- Soal Tertulis 1 -
Jawablah pertanyaan berikut berdasarkan teks tentang keutamaan tasbih dan tahmid.
(a) Dari kitab apa penjelasan Syaikh Abul ‘Ala Al Mubarkafuri dikutip?
(b) Apa saja ucapan yang paling Allah sukai menurut hadits Samurah bin Jundab?
(c) Shalat disebut sebagai apa?
- Soal Tertulis 2 -
Silakan tulis lanjutan teks tentang keutamaan tasbih dan tahmid, dimulai setelah kalimat terakhirnya.
--- Kutipan Pilihan ---
Syaikh Abul ‘Ala Al Mubarkafuri Rahimahullah menjelaskan:
مَعْنَاهُ أَنَّهُ لَوْ قُدِّرَ ثَوَابُهُمَا جِسْمًا لَمَلَآ مَا بَيْنَ السَّمَاوَاتِ وَالْأَرْضِ ، وَسَبَبُ عِظَمِ فَضْلِهِمَا مَا اِشْتَمَلَتَا عَلَيْهِ مِنْ التَّنْزِيهِ لِلَّهِ بِقَوْلِهِ سُبْحَانَ اللَّهِ . وَالتَّفْوِيضِ وَالِافْتِقَارِ إِلَى اللَّهِ تَعَالَى بِقَوْلِهِ الْحَمْدُ لِلَّهِ
Maknanya adalah seandainya wujud pahala keduanya ditakar, keduanya akan memenuhi antara langit dan bumi. Penyebab begitu agungnya keutamaan kedua kalimat ini adalah karena keduanya mengandung pensucian Allah, yang terdapat dalam ucapan: subhanallah, dan menyerahkan semua hajatnya kepada Allah Ta’ala dengan ucapannya: Alhamdulillah. (Tuhfah Al Ahwadzi, 9/350. Darul Kutub Al ‘Ilmiyah, Beirut)
Kalimat تَمْلآنِ – أَو تَمْلأُ (keduanya akan memenuhi –atau dia akan memenuhi) adalah keraguan yang terjadi pada rawi, sebagaimana yang disyarahkan dalam berbagai kitab syarah hadits.
Tentang keutamaan tasbih dan tahmid, disebutkan secara khusus dalam hadits Samurah bin Jundab Radhiallahu ‘Anhu, bahwa Rasulullah Shallallahu ‘Alaihi wa Sallam bersabda:
أَحَبُّ الْكَلاَمِ إِلَى اللَّهِ أَرْبَعٌ سُبْحَانَ اللَّهِ وَالْحَمْدُ لِلَّهِ وَلاَ إِلَهَ إِلاَّ اللَّهُ وَاللَّهُ أَكْبَرُ. لاَ يَضُرُّكَ بَأَيِّهِنَّ بَدَأْتَ
Ucapan yang paling Allah sukai ada empat: Subhanallah, Alhamdulillah, Laa Ilaha illallah, Allahu Akbar. Tidak masalah bagimu ucapan yang mana yang didahulukan. (HR. Muslim No. 2137)
Jadi, dari empat kalimat dzikir ini tidak masalah diucapkan secara tidak berurutan. Semuanya termasuk yang paling Allah Ta’ala sukai, dan secara khusus tasbih dan tahmid ditempatkan dalam hadits yang kita bahas ini.
Selanjutnya:
وَالصَّلاةُ نُورٌ : dan shalat adalah cahaya
Yaitu menjadi petunjuk bagi pelakunya yang menerangi jalan hidupnya kepada kebenaran di dunia dan meneranginya dari kegelapan akhirat.
--- Data yang Tercantum ---
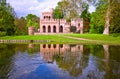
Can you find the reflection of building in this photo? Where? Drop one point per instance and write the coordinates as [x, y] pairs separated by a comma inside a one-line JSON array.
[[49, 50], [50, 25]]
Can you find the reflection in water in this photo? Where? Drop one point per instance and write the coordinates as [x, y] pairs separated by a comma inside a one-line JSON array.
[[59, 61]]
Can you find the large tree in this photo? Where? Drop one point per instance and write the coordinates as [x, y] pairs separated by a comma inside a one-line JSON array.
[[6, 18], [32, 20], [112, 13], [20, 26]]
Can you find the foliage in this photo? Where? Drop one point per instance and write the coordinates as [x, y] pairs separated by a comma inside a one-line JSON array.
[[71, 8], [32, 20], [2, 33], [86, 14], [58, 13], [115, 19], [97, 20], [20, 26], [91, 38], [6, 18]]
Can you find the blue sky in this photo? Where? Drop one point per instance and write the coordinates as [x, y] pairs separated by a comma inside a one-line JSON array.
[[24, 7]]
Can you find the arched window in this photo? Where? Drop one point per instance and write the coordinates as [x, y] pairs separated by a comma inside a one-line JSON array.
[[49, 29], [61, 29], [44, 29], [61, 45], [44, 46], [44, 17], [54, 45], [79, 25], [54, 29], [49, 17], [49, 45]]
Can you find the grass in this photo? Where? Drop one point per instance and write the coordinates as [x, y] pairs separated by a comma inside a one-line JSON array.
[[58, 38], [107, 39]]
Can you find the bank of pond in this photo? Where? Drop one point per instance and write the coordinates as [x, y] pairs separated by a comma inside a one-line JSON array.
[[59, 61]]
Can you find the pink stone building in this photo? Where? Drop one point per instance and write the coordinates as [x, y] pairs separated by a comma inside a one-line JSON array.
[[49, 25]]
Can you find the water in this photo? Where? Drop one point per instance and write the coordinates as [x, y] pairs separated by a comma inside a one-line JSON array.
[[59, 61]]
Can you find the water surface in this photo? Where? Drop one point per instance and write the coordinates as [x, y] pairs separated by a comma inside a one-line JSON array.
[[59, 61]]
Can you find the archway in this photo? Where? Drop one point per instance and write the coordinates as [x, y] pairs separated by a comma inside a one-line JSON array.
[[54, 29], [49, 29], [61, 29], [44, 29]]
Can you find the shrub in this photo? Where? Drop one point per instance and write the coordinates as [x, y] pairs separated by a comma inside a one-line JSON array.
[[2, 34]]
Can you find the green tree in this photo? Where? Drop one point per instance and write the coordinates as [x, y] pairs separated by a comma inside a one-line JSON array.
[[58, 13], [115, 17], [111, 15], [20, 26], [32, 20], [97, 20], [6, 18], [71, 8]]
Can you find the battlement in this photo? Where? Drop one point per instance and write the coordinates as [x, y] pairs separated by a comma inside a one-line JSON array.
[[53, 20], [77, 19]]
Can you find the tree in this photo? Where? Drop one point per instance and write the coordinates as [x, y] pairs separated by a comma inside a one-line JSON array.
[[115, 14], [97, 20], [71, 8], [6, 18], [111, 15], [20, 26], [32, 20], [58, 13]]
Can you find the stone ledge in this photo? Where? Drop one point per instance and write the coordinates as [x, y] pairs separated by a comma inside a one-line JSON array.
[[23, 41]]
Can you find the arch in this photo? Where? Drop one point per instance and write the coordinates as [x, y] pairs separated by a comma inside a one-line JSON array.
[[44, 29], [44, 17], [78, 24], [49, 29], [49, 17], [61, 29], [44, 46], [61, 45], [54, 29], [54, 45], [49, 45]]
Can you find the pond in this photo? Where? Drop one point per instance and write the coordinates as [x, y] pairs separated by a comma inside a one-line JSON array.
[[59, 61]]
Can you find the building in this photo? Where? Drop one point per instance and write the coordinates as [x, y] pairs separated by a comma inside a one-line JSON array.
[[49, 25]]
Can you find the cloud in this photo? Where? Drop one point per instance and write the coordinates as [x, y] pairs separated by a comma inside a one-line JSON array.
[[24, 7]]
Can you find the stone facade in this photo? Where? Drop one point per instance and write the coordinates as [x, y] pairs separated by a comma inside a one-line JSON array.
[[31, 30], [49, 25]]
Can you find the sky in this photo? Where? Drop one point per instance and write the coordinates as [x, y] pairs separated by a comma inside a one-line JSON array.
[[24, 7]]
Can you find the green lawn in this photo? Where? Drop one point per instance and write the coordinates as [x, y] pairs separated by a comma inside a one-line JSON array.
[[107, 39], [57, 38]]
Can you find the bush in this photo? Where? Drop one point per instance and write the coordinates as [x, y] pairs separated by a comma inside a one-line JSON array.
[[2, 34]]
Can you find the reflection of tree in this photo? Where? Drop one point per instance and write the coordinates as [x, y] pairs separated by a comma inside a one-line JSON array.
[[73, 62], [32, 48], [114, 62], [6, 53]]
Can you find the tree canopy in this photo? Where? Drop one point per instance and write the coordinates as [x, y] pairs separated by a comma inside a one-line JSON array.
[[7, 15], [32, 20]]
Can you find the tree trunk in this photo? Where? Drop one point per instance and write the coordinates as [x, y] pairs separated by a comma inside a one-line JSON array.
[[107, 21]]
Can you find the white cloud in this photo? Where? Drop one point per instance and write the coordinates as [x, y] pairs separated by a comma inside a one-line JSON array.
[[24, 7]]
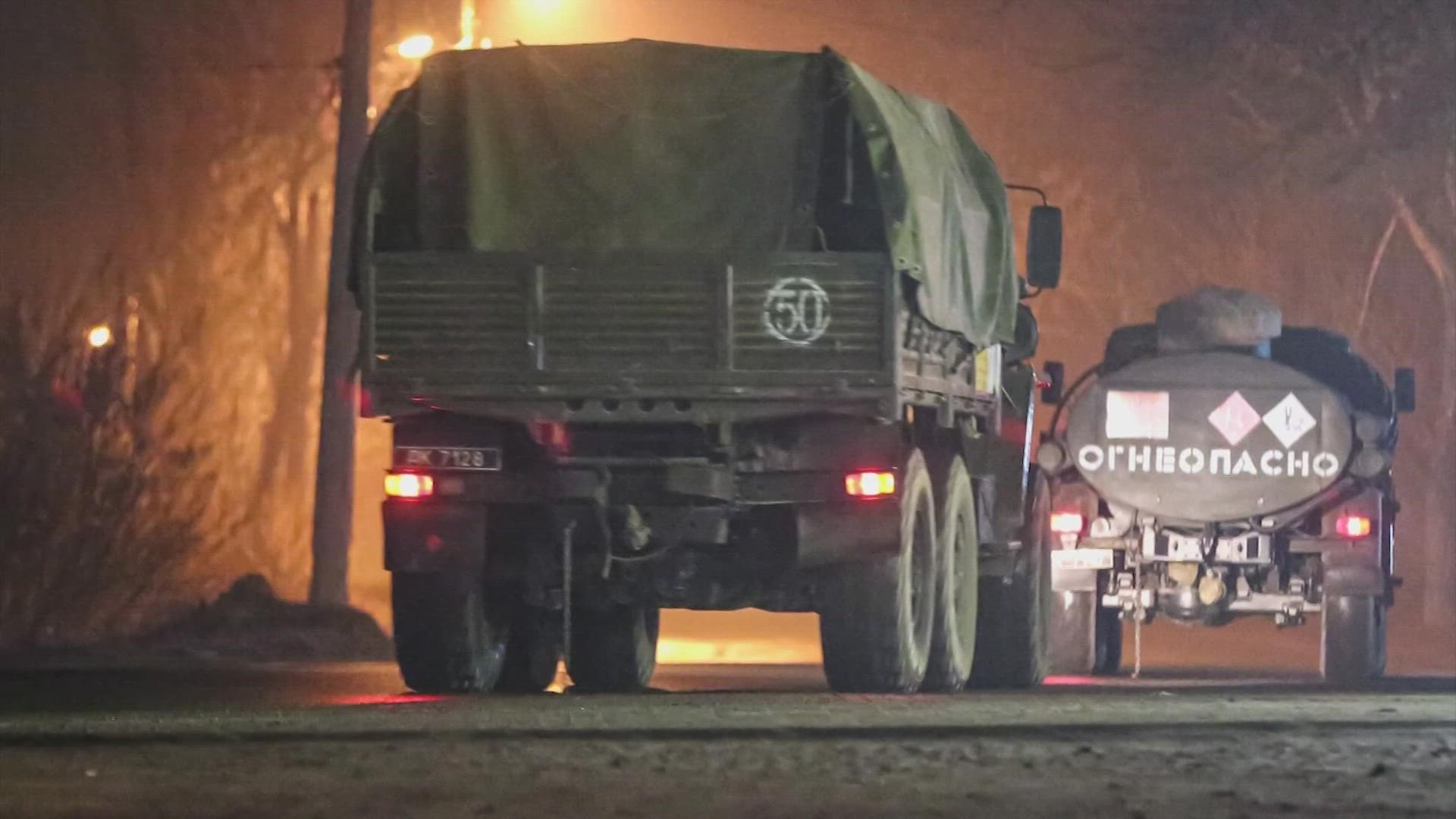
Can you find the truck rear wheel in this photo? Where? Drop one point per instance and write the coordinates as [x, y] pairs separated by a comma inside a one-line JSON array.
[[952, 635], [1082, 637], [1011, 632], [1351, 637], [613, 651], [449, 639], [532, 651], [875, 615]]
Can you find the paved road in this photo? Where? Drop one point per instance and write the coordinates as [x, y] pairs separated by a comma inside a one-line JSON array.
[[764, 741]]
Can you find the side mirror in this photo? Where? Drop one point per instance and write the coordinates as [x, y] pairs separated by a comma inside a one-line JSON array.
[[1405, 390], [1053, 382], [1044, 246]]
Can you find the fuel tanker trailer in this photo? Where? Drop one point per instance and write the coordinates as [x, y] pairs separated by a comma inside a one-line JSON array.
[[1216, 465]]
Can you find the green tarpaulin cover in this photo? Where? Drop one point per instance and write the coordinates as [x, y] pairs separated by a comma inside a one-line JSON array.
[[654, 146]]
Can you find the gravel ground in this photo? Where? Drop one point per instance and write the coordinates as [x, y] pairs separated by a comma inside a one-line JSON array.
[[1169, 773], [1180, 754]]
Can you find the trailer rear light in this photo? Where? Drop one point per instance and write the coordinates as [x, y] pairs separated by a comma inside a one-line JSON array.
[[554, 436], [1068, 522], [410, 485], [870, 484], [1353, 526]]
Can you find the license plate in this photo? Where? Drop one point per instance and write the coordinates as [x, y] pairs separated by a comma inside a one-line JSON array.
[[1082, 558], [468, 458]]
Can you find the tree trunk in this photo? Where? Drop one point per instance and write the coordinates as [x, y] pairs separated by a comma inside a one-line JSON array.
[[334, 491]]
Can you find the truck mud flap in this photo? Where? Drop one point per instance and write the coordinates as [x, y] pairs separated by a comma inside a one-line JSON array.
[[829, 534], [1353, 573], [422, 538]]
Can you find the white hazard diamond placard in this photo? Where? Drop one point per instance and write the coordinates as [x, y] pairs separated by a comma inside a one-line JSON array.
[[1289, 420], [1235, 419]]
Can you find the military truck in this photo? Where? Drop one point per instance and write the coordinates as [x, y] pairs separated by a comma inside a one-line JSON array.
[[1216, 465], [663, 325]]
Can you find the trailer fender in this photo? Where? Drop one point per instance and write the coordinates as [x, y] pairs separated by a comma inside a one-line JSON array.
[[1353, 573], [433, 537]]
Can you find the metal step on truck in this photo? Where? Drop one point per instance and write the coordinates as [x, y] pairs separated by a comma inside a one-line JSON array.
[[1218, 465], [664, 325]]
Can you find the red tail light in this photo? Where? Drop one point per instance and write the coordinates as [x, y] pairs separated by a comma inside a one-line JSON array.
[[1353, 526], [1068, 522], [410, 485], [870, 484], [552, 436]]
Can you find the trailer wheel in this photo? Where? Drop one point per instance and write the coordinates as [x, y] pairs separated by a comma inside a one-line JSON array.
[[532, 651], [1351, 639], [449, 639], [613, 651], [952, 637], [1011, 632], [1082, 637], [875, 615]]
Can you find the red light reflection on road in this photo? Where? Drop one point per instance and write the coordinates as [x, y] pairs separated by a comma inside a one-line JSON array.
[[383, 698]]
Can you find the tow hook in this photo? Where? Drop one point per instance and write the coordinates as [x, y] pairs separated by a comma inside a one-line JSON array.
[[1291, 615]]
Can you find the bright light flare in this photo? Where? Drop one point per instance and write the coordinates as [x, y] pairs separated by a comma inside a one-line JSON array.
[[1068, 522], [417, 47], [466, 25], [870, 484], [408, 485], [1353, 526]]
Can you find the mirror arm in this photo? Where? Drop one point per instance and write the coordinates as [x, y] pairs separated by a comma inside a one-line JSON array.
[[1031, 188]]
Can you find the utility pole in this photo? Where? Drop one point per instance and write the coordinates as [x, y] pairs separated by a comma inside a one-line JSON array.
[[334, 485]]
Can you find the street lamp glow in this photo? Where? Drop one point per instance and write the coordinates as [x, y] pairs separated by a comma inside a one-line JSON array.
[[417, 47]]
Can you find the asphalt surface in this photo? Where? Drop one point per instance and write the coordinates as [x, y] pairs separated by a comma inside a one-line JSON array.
---
--- Data yang Tercantum ---
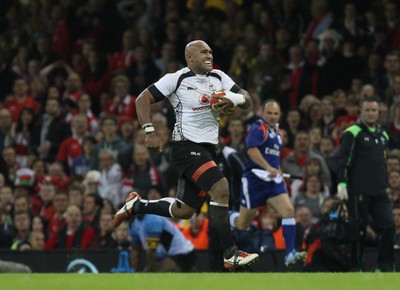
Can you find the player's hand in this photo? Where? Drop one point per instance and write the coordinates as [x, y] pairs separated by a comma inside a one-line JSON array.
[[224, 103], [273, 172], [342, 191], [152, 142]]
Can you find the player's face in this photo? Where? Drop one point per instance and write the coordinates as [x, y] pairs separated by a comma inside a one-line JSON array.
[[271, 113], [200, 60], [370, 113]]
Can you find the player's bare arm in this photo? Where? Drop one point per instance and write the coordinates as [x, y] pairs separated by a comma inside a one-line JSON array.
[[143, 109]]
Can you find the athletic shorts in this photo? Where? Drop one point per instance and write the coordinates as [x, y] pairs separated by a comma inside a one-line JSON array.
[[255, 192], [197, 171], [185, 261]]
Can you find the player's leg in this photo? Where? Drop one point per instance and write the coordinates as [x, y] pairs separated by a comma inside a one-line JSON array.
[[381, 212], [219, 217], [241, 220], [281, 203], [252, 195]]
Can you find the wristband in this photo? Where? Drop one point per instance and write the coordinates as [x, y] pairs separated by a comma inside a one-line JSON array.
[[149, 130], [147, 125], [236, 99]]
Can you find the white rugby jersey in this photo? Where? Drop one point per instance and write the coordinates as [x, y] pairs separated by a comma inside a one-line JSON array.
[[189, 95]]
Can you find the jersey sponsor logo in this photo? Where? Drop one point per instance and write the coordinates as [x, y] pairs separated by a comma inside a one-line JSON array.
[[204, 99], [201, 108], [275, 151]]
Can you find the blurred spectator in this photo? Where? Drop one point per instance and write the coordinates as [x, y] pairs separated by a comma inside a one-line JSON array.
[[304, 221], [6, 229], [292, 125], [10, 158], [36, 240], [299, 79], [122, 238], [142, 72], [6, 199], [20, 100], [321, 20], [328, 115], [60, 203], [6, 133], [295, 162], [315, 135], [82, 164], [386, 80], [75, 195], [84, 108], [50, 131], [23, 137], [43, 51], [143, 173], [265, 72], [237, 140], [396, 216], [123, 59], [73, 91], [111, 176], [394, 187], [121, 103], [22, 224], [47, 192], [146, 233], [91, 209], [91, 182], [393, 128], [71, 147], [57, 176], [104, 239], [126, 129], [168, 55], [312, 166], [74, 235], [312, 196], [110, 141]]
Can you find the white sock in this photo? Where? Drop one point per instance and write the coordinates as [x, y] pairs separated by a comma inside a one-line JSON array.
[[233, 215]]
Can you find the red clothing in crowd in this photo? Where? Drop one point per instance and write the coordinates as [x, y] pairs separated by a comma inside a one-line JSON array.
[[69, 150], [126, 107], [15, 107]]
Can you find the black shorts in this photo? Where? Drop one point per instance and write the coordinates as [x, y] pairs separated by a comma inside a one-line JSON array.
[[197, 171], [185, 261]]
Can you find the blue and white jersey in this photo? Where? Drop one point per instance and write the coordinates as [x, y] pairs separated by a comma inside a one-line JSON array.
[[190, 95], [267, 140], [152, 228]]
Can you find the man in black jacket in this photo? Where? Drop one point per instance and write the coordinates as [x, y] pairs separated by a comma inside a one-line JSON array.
---
- Hasil Akhir 1 -
(a) Tuhfah Al Ahwadzi, 9/350, terbitan Darul Kutub Al ‘Ilmiyah, Beirut.
(b) Subhanallah, Alhamdulillah, Laa Ilaha illallah, dan Allahu Akbar.
(c) Cahaya.

- Hasil Akhir 2 -
Para ulama telah banyak memberikan syarah atas maksud ucapan ini. Syaikh Ismail bin Muhammad Al Anashari Rahmatullah ‘Alaih menerangkan:
يستنير بها قلب المؤمن في الدنيا ، وربما يظهر على وجهه البهاء ، وتكون له نورا في ظلمات يوم القيامة
Hati seorang mu’min menjadi terang di dunia karenanya, bisa jadi akan nampak pada wajahnya yang bercayaha, dan dia juga memiliki cahaya yang meneranginya di kegelapan hari kiamat nanti. (At Tuhfah, Syarah No. 23)
Imam Al Munawi Rahimahullah menjelaskan:
( والصلاة نور ) لأنها تهدي إلى الصواب كما أن النور يستضاء به أو لأنها سبب لإشراف أنوار المعارف
(Shalat adalah cahaya) karena shalat memberikan petunjuk kepada kebenaran sebagaimana cahaya yang meneranginya atau karena shalat merupakan sebab untuk mendapatkan penghormatan berbagai cahaya pengetahuan. (At Taisir, 2/241)
Syaikh Abul ‘Ala Al Mubarkafuri Rahimahullah menjelaskan:
والصلاة نور معناه أنها تمنع من المعاصي وتنهى عن الفحشاء والمنكر وتهدي إلى الصواب
Shalat adalah cahaya maknanya adalah shalat menjadi penghalang dari berbagai maksiat, pencegah dari perbuatan keji dan munkar, dan petunjuk menuju kebenaran. (Tuhfah Al Ahwadzi, 9/350)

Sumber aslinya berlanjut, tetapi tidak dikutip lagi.